The first of the English Jesuit martyrs, Edmund Campion was born in London in 1540. The son of a Catholic bookseller, Campion received his early education at Christ's Hospital school in London. At the age of fifteen, he was awarded a scholarship to St. Johnís College in Oxford. Two years later, he became a fellow of the University, and his scholarly aptitudes and rhetorical abilities came to the notice of several of England's leaders, including Queen Elizabeth. He took an Oath of Supremacy acknowledging Elizabeth as head of the church in England and accepted when the Queen offered a deaconate in the Church of England.
Doubts about Protestantism began to trouble Campion, and he traveled to Ireland in 1569 to distance himself from the Anglican Church. While in Ireland, Campion continued his scholarly work and wrote "the History of Ireland," while awaiting the reopening of Dublin University. In Dublin, he also helped found what would later become Trinity College. Further study led Campion to a rediscovery of his own dedication to the Catholic Church. Deciding to lend his support to the ongoing Catholic struggle in England, he returned to London in disguise.
In London, Campion witnessed the unjust trial of an early martyr, John Storey. Storey's refusal to denounce the Catholic Church, even under threat of execution, inspired Campion to join the priesthood. He traveled to the seminary in Douai, France, where he studied theology and English. In 1573, while still in France, he joined the Jesuit order. In 1578, Campion was ordained as a priest in Prague.
Shortly after his ordination, Campion was one of the first Jesuits selected for a mission to England. His original mission was to support Catholics suffering under governmental tyranny, but his zeal led him to attempt conversion of Protestants. In 1580, while in London, he wrote a description of his new mission in which he explained his work was religious, not political. This work became known as Campionís Brag. Widely distributed, it encouraged many Catholics to remain loyal to their faith.
After a short time in England, Campion was arrested in Lyford and held in the Tower of London. Technically charged with treason and refusing to desert his religion, Campion was tortured, hanged, drawn and quartered in December of 1581. Parts of his body were displayed at each of the four city gates as a warning to other Catholics.
Campion was canonized a saint by Pope Paul IV in 1970 as one of forty English and Welsh martyrs. His feast day is celebrated on December 1.
+++
▶ _WHAT YOU SHOULD DO_
Reproduce the entire biography of Edmund Campion above, word for word. The records that come next are not needed.
+++
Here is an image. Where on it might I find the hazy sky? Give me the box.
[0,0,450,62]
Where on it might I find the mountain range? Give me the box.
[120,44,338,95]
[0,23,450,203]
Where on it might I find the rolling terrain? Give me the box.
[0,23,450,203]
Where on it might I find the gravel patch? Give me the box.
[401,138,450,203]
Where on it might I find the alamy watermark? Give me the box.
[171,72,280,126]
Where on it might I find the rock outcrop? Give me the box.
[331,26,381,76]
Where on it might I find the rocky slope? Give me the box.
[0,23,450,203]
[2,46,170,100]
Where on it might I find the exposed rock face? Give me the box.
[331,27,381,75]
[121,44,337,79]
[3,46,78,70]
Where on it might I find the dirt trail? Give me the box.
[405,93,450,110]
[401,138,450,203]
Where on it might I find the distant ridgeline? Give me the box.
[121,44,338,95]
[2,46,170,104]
+++
▶ _EXERCISE SOLUTION_
The first of the English Jesuit martyrs, Edmund Campion was born in London in 1540. The son of a Catholic bookseller, Campion received his early education at Christ's Hospital school in London. At the age of fifteen, he was awarded a scholarship to St. Johnís College in Oxford. Two years later, he became a fellow of the University, and his scholarly aptitudes and rhetorical abilities came to the notice of several of England's leaders, including Queen Elizabeth. He took an Oath of Supremacy acknowledging Elizabeth as head of the church in England and accepted when the Queen offered a deaconate in the Church of England.
Doubts about Protestantism began to trouble Campion, and he traveled to Ireland in 1569 to distance himself from the Anglican Church. While in Ireland, Campion continued his scholarly work and wrote "the History of Ireland," while awaiting the reopening of Dublin University. In Dublin, he also helped found what would later become Trinity College. Further study led Campion to a rediscovery of his own dedication to the Catholic Church. Deciding to lend his support to the ongoing Catholic struggle in England, he returned to London in disguise.
In London, Campion witnessed the unjust trial of an early martyr, John Storey. Storey's refusal to denounce the Catholic Church, even under threat of execution, inspired Campion to join the priesthood. He traveled to the seminary in Douai, France, where he studied theology and English. In 1573, while still in France, he joined the Jesuit order. In 1578, Campion was ordained as a priest in Prague.
Shortly after his ordination, Campion was one of the first Jesuits selected for a mission to England. His original mission was to support Catholics suffering under governmental tyranny, but his zeal led him to attempt conversion of Protestants. In 1580, while in London, he wrote a description of his new mission in which he explained his work was religious, not political. This work became known as Campionís Brag. Widely distributed, it encouraged many Catholics to remain loyal to their faith.
After a short time in England, Campion was arrested in Lyford and held in the Tower of London. Technically charged with treason and refusing to desert his religion, Campion was tortured, hanged, drawn and quartered in December of 1581. Parts of his body were displayed at each of the four city gates as a warning to other Catholics.
Campion was canonized a saint by Pope Paul IV in 1970 as one of forty English and Welsh martyrs. His feast day is celebrated on December 1.